- [Source passage]:
__________
Saturday, 22 October 2011

LIVE ROCK CRITIC EIGHTEEN TOM PETTY

LIVE ROCK CRITIC EIGHTEEN: TOM PETTY & The Heartbreakers

Live in Gatorville Florida at The University of Florida

I know now what is wrong with the music of so many groups it is that the music is not right on. I did not expect to hear the excellent guitars, so powerful and clear during a Tom Petty performance.

I am not a fan of acoustic guitar music; Petty starts with some acceptable acoustic guitar numbers. For fans of acoustic, great stuff, and the jumbo Gibson with the Acron head design had a very sweet sound. The Heartbreakers keyboard, harmonica, and guitar player Scott Thurston looks like Republican Presidential candidate Ron Paul, which was very humorous when I held the Western Republican Debate in slo-mo reverse you should have seen Perry, Cain, Mitch and Newt and Michel oozing in reverse as well.
__________
- [Given records]:
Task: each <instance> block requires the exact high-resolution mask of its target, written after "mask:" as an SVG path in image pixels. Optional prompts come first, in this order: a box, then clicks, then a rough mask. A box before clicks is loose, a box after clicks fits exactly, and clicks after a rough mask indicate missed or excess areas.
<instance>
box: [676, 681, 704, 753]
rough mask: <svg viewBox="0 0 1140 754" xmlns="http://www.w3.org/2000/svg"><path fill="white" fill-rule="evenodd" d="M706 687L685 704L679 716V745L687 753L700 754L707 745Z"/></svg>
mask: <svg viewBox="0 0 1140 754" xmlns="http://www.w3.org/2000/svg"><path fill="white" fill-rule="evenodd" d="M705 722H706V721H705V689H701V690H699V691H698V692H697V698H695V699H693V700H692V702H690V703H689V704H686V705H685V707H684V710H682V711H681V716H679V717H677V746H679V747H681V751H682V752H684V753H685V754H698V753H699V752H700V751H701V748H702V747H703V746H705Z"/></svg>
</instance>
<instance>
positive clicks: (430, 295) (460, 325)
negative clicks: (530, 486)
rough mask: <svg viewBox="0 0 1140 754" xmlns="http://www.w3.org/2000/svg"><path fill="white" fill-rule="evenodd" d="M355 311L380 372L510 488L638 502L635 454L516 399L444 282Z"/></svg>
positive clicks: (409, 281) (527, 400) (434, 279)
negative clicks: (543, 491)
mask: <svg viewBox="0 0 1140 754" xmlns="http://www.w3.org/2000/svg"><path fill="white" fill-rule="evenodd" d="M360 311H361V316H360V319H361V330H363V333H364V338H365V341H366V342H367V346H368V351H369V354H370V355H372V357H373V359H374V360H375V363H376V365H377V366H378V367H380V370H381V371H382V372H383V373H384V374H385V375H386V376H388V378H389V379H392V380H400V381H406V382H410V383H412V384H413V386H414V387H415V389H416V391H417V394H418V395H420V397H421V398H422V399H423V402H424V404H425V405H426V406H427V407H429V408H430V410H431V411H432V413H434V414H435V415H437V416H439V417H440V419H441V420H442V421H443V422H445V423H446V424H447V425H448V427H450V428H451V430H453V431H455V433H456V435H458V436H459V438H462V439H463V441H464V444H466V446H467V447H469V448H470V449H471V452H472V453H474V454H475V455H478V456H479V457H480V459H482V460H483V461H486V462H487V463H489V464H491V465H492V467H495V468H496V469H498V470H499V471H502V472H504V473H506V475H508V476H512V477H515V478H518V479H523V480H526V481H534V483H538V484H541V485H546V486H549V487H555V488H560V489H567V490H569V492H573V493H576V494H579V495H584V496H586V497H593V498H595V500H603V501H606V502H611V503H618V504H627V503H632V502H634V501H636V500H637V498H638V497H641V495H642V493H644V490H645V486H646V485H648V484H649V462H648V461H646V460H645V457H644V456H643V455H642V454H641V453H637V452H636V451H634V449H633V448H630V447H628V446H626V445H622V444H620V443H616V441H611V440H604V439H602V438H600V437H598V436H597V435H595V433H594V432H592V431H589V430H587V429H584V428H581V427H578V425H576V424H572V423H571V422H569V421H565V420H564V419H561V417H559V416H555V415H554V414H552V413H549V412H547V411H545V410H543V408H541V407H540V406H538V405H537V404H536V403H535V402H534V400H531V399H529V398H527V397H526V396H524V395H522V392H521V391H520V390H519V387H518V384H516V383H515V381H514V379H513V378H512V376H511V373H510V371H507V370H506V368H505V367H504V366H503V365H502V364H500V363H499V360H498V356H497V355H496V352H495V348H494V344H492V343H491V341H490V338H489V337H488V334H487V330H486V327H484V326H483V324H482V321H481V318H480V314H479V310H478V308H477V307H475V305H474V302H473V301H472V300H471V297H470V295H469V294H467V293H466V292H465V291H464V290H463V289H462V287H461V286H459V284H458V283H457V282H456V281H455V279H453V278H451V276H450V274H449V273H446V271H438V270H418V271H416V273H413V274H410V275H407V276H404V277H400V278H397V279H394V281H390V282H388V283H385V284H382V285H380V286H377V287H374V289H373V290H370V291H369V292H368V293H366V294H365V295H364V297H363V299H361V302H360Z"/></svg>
__________
- [Task to carry out]:
Output the portion of the Tom Petty concert review above between "Live in Gatorville" and "reverse as well.", inclusive, copied word for word.

- [Answer to the problem]:
Live in Gatorville Florida at The University of Florida

I know now what is wrong with the music of so many groups it is that the music is not right on. I did not expect to hear the excellent guitars, so powerful and clear during a Tom Petty performance.

I am not a fan of acoustic guitar music; Petty starts with some acceptable acoustic guitar numbers. For fans of acoustic, great stuff, and the jumbo Gibson with the Acron head design had a very sweet sound. The Heartbreakers keyboard, harmonica, and guitar player Scott Thurston looks like Republican Presidential candidate Ron Paul, which was very humorous when I held the Western Republican Debate in slo-mo reverse you should have seen Perry, Cain, Mitch and Newt and Michel oozing in reverse as well.